Exclude images and print all the records verbatim.

(Stored items)
◆ ◆ ◆ ◆ ◆ ◆ ◆

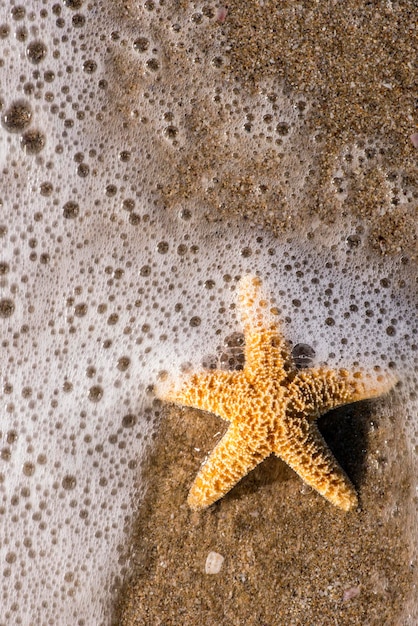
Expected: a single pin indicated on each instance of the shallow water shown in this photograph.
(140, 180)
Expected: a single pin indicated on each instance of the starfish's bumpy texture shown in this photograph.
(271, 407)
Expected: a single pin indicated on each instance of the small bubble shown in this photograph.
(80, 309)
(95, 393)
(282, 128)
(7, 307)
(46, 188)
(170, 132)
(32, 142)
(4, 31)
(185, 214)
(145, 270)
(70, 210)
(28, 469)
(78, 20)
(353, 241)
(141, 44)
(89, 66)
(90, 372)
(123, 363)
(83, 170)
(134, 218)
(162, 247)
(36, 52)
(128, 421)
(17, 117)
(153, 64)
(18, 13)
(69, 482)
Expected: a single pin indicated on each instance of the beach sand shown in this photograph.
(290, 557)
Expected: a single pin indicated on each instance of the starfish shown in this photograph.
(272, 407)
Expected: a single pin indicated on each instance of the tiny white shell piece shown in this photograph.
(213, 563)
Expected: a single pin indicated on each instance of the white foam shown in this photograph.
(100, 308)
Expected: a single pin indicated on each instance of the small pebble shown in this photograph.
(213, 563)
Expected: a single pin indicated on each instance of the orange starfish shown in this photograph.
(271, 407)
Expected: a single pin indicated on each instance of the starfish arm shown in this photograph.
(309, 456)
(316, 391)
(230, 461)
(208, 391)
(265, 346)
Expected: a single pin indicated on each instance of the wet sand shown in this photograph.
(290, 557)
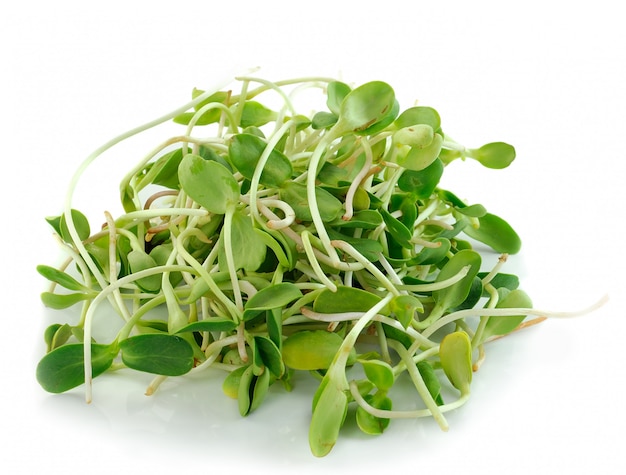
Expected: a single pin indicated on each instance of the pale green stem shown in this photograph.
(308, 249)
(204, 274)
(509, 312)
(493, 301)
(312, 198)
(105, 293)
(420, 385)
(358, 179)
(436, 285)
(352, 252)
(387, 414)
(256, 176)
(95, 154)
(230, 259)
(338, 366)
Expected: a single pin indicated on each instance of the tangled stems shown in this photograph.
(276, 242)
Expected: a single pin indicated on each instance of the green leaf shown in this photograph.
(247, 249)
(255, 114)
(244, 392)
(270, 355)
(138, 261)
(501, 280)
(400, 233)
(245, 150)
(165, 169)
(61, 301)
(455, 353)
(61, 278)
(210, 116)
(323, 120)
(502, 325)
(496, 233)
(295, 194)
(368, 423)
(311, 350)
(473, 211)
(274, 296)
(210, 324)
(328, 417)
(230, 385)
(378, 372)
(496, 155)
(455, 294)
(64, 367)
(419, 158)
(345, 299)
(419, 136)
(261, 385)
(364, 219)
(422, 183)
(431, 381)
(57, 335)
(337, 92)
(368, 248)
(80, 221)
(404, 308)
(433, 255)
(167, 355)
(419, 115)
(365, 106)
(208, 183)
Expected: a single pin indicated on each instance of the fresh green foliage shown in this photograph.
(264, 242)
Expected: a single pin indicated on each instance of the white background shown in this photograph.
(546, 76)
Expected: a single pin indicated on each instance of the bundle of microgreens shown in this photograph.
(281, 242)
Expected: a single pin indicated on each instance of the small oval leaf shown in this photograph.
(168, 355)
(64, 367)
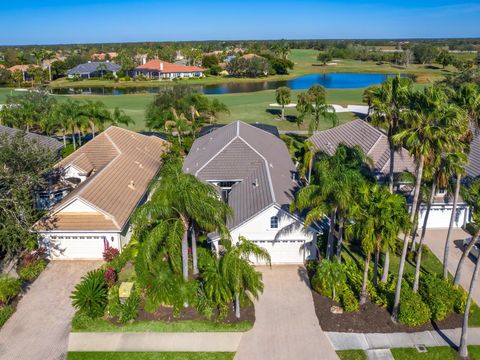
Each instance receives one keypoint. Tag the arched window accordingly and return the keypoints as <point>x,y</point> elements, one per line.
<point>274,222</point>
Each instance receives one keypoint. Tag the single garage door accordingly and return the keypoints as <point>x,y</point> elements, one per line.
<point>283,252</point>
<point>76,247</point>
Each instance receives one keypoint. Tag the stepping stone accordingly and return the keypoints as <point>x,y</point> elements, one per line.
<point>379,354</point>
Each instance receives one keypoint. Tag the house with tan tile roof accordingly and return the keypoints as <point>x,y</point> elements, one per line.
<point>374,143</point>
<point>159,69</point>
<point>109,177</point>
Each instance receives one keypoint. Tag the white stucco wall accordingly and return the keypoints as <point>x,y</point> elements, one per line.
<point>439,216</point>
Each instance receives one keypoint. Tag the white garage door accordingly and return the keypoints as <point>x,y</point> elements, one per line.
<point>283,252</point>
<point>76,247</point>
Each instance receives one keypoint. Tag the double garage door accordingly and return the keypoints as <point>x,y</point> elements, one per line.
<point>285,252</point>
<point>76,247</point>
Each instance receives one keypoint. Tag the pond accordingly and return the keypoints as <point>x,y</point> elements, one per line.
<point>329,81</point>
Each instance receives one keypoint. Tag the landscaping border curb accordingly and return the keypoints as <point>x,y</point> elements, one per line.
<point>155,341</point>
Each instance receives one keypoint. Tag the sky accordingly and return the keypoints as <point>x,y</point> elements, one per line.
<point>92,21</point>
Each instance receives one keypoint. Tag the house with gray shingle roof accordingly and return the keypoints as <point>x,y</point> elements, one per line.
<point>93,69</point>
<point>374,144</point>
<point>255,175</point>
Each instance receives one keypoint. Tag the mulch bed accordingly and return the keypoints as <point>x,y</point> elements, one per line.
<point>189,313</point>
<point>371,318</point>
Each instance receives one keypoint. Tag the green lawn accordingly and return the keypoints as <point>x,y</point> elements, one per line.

◆ ◆ ◆ ◆ ◆ ◆ ◆

■ **Task result**
Expected: a single pin indicated on each instance of the shallow water shown in this photograph.
(140, 180)
Expected: a single pin indicated on each instance of the starfish's bumpy texture shown in this photograph.
(271, 407)
Expected: a single pin indicated on each instance of the small bubble shown in this photograph.
(80, 309)
(95, 393)
(282, 128)
(7, 307)
(46, 188)
(170, 132)
(32, 142)
(4, 31)
(185, 214)
(145, 270)
(70, 210)
(28, 469)
(78, 20)
(353, 241)
(141, 44)
(89, 66)
(90, 372)
(123, 363)
(83, 170)
(134, 218)
(162, 247)
(36, 52)
(128, 421)
(17, 117)
(153, 64)
(18, 13)
(69, 482)
Expected: a single pin indicated on each instance of the beach sand shown in this photograph.
(290, 557)
Expected: a single pin indicated on each instance of the starfish shown in this photograph.
(272, 407)
Expected: a single pin indicated on each instance of the tiny white shell piece shown in this photograph.
(213, 563)
Expected: a single pin indicated on each instance of the white foam shown in this photograph.
(100, 308)
Expected: a single pin indicated on each instance of the small pebble shown in this photograph.
(213, 563)
Expected: a single pin indicated on each instance of the orange starfish shown in this photograph.
(271, 407)
Expected: a single pin indicated on each instance of the starfish arm shown in this photograph.
(309, 456)
(316, 391)
(230, 461)
(208, 391)
(265, 346)
Expected: a single pin indicated on each instance of the wet sand shown in this photograph.
(290, 557)
Expected: a single pin indicated on each instance of the pale green stem shown in this photograph.
(308, 249)
(204, 274)
(509, 312)
(493, 301)
(312, 198)
(105, 293)
(420, 385)
(358, 179)
(436, 285)
(352, 252)
(387, 414)
(256, 176)
(95, 154)
(230, 259)
(338, 366)
Expected: a single pin indicated on each instance of the tangled stems shown in this photograph.
(276, 242)
Expected: a single pin indicated on each instance of the green leaf shown in this photograph.
(247, 249)
(255, 114)
(244, 392)
(270, 355)
(138, 261)
(501, 280)
(400, 233)
(245, 150)
(165, 169)
(61, 301)
(455, 353)
(61, 278)
(210, 116)
(323, 120)
(502, 325)
(496, 233)
(295, 194)
(368, 423)
(311, 350)
(473, 211)
(274, 296)
(210, 324)
(328, 417)
(230, 385)
(378, 372)
(496, 155)
(455, 294)
(64, 367)
(419, 158)
(345, 299)
(419, 136)
(261, 385)
(364, 219)
(422, 183)
(431, 381)
(57, 335)
(337, 92)
(368, 248)
(80, 221)
(404, 308)
(433, 255)
(167, 355)
(419, 115)
(365, 106)
(208, 183)
Expected: a single pin indicated on each instance of the fresh green foliage shown in this photograph.
(264, 242)
Expected: a single pin indicated on each instance of the white background shown in this photograph.
(546, 76)
Expected: a single pin indicated on each instance of the bundle of microgreens shown in this photograph.
(281, 242)
Expected: a single pin indicated on each instance of the small oval leaf shown in this photograph.
(168, 355)
(64, 367)
Each instance receives one keypoint. Tag the arched window accordingly and return the keypoints as <point>x,y</point> elements, one per line.
<point>274,222</point>
Each instance receives one keypoint. Tag the single garage door accordingly and return the keypoints as <point>x,y</point> elements, one per line.
<point>283,252</point>
<point>76,247</point>
Each instance receives one keypoint. Tag the stepping stone accordingly and return the keypoints as <point>x,y</point> elements, one per line.
<point>379,354</point>
Each instance receives one keypoint. Tag the house with tan tile roof accordingly and return the keypoints as <point>x,y</point> elements, one per line.
<point>374,143</point>
<point>159,69</point>
<point>109,177</point>
Each instance receives one keypoint. Tag the white stucco wall accordingly and return the keypoints as <point>x,y</point> elements, one per line.
<point>439,216</point>
Each instance receives one keypoint. Tag the white garage door accordingly and return the keypoints as <point>x,y</point> elements, one per line.
<point>283,252</point>
<point>76,247</point>
Each instance receives one keypoint. Tag the double garage door accordingly and return the keypoints as <point>x,y</point> elements, one per line.
<point>285,252</point>
<point>76,247</point>
Each instance receives one keypoint. Tag the pond accordingly and return the keypoints as <point>x,y</point> elements, one per line.
<point>329,81</point>
Each instance receives one keypoint. Tag the landscaping border curb accordingly and return the keypoints as <point>x,y</point> elements, one per line.
<point>155,341</point>
Each instance receives one keypoint. Tag the sky accordingly and return the keypoints as <point>x,y</point> elements, one per line.
<point>92,21</point>
Each instance receives one keypoint. Tag the house with gray shingle roof accordingly and return the keypoints as <point>x,y</point> elements, one per line.
<point>93,69</point>
<point>374,144</point>
<point>255,175</point>
Each instance receives one keypoint. Tag the mulch bed accordingly and return the keypoints as <point>x,y</point> elements, one per line.
<point>189,313</point>
<point>371,318</point>
Each instance receives one keypoint. Tag the green lawn accordingly and return the keypoints as <point>x,y</point> elements, one per line.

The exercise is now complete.